Activities ::
1. Please repeat the Ramadan article word for word from "Exercising is difficult" to "she is sleep-deprived.".
2. In the Ramadan article, what does Yasmin Khalid say makes exercise tough for her during Ramadan?
3. Go on writing the article on Ramadan and exercise from the point where it stops.

Text for analysis ::

* * *

LONDON – The 9th Hijri month of Ramadan starts this week when 1.8 Muslims around the world will abstain from food and drink between sunrise and sunset for 29 or 30 days.
Fasting for long hours, Muslims see Ramadan as a time of sacrifice and spiritual struggle against personal desires “Jihad An-Nafs” for the sake of God.
Islamic Law (Shari’ah) encourages fasting to make people feel the hardships of the poor and the needy. In response, Allah Almighty rewards Muslims for that when He informed in the Hadith Qudsi (heavenly-revealed Prophetic Hadith): “Every good action is rewarded by ten times its kind, up to seven hundred times, except fasting, which is for Me, and I reward it.” (Narrated in the Sunan of Tirmidhi and the Muwatta of Imam Malik, from Abu Hurayra, with variants in Bukhari, Muslim, Abu Dawud, Nasa`i, and Ahmad).
Exercising is difficult at the best of times, but imagine doing it while fasting for most of the day. In fact, Ramadan can be not only tolerant with sports, but even a successful tool for maintaining a healthy lifestyle.
Sleep and Lose Weight
Yasmin Khalid from Kent, Britain enjoys going to the gym and taking part in fitness classes after taking care of her four kids, but finds it tough during Ramadan – not necessarily because of the lack of food and water, but because she is sleep-deprived.

* * *

Recorded data ::

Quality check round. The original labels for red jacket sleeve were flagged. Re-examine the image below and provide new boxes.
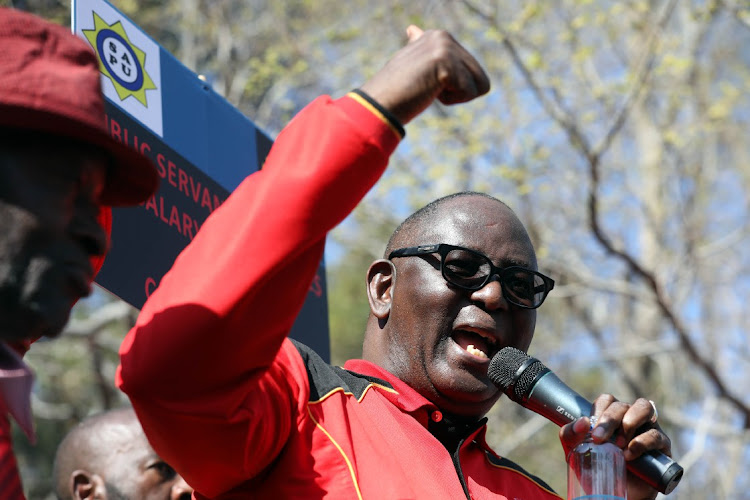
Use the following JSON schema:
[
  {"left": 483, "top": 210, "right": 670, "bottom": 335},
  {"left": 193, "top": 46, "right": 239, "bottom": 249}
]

* * *

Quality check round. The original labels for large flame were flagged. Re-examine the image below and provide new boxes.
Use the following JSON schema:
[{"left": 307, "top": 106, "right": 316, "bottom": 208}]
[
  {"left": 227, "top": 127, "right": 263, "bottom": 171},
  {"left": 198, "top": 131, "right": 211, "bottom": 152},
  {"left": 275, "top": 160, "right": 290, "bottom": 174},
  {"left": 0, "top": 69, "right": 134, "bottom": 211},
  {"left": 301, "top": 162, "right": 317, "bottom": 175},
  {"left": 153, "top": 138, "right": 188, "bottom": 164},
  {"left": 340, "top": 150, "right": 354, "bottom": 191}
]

* * *

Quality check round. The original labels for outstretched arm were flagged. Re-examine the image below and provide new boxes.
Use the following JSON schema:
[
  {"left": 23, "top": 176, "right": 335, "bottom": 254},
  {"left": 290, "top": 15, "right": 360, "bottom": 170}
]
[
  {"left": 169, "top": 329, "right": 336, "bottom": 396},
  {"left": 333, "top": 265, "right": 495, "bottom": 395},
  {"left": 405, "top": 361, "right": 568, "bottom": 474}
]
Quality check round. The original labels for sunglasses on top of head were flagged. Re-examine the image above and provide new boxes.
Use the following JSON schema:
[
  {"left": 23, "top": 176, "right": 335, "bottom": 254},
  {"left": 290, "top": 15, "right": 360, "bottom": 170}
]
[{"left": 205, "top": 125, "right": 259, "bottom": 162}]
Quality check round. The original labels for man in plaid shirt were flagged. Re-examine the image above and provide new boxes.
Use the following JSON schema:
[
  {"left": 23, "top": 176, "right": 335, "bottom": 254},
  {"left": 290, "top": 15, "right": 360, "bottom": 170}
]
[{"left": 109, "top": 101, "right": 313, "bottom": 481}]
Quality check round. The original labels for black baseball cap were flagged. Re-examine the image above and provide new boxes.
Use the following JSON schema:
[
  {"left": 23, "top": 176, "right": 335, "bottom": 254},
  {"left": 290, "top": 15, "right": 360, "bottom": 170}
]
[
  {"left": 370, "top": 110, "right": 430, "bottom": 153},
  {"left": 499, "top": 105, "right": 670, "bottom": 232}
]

* * *

Results in order ::
1.
Exercising is difficult at the best of times, but imagine doing it while fasting for most of the day. In fact, Ramadan can be not only tolerant with sports, but even a successful tool for maintaining a healthy lifestyle.
Sleep and Lose Weight
Yasmin Khalid from Kent, Britain enjoys going to the gym and taking part in fitness classes after taking care of her four kids, but finds it tough during Ramadan – not necessarily because of the lack of food and water, but because she is sleep-deprived.

2. She is sleep-deprived.

3.
Dr. Ranj Singh, presenter of CBeebies show Get Well Soon and resident doctor for ITV’s This Morning, told BBC in reply to Khalid that “People who sleep better tend to eat and snack less during the day. So a good night’s sleep may help you control your cravings when fasting.”
Amjad Iqbal is a 34-year-old semi-professional footballer at Farsley Celtic and Bradford Park Avenue in the UK who always fasts during Ramadan and sometimes the time of breaking his fast coincides with the matches.
“The manager would keep track of the time, just for me, and then throw sweets on to the pitch for me to eat,” he said.
Amjad turns out weekly for his team while fasting and admits he felt the effects afterward as he loses up to five kilograms in weight over the month of Ramadan.
Some Muslim athletes, such as rower Moe Sbihi, decide not to fast during competitions in accordance with Shari’ah and instead donate money to charity, but make up the fast later in the year, which is allowed in Islam.
Taking benefit from the flexibility of Islamic Shari’ah, other Muslim athletes such as boxer Amir Khan fast throughout the entire month while reducing the intensity of their training during those 30 days.
“But don’t put too much strain on your body,” Dr. Ranj recommends brisk walking, gentle jogs and other light aerobic workouts for a sportive Ramadan yet stresses the importance of timing your exercises.
Enrich Your Routine
Walking to the mosque for prayers instead of driving and taking the stairs rather than a lift are just a couple of ways in which you can introduce exercise into your daily routine.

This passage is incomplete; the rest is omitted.